▸ TASK DETAILS: Copy out each line of the material in which the word "instance" can be found.

▸ DATA FOR PROCESSING:

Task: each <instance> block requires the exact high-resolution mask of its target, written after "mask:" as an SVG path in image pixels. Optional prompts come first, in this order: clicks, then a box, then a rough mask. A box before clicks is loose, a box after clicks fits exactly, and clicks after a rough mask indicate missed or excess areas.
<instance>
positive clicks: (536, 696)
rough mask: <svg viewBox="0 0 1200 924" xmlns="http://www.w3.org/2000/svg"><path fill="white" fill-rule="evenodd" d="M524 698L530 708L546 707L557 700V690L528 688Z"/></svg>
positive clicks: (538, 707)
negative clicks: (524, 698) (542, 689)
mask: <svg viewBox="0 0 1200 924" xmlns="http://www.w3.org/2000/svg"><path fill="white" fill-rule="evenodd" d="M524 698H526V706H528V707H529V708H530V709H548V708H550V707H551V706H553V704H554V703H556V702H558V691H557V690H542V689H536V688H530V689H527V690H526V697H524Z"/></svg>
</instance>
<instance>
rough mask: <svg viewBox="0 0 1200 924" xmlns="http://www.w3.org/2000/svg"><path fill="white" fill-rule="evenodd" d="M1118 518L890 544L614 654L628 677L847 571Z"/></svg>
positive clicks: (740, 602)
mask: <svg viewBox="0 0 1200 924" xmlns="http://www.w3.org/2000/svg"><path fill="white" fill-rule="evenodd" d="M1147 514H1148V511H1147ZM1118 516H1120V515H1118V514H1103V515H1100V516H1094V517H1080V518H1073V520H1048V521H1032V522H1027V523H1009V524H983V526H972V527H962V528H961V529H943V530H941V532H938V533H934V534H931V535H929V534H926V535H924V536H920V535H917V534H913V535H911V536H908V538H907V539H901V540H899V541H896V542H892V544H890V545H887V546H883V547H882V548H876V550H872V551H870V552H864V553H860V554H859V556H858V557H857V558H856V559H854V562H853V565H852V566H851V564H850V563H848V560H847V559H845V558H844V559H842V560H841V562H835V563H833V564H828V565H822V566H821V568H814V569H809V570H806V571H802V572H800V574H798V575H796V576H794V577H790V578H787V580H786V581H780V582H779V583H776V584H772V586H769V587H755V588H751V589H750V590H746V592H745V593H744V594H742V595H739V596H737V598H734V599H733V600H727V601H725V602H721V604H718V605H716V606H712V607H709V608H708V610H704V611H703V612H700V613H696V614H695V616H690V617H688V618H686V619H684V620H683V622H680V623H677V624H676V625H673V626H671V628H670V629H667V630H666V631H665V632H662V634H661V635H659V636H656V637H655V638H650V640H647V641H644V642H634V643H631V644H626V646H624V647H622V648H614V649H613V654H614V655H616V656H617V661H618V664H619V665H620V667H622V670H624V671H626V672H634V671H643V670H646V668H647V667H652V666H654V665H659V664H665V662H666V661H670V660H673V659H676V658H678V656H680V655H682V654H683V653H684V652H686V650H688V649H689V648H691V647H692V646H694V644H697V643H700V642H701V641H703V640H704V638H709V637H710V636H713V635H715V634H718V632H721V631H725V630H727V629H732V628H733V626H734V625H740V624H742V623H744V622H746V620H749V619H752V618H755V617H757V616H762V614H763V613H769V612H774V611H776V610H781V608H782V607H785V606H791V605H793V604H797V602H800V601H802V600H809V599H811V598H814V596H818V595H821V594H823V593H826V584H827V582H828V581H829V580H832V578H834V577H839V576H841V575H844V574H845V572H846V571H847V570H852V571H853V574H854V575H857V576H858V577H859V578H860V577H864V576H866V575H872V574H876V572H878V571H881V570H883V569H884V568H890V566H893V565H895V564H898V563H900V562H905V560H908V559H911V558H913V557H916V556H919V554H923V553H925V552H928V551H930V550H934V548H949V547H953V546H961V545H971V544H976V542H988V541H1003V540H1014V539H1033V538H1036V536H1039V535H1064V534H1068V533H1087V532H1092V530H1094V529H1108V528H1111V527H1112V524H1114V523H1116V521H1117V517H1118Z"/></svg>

▸ TASK SOLUTION:
Task: each <instance> block requires the exact high-resolution mask of its target, written after "mask:" as an SVG path in image pixels. Optional prompts come first, in this order: clicks, then a box, then a rough mask. A box before clicks is loose, a box after clicks fits exactly, and clicks after a rough mask indicate missed or excess areas.
<instance>
</instance>
<instance>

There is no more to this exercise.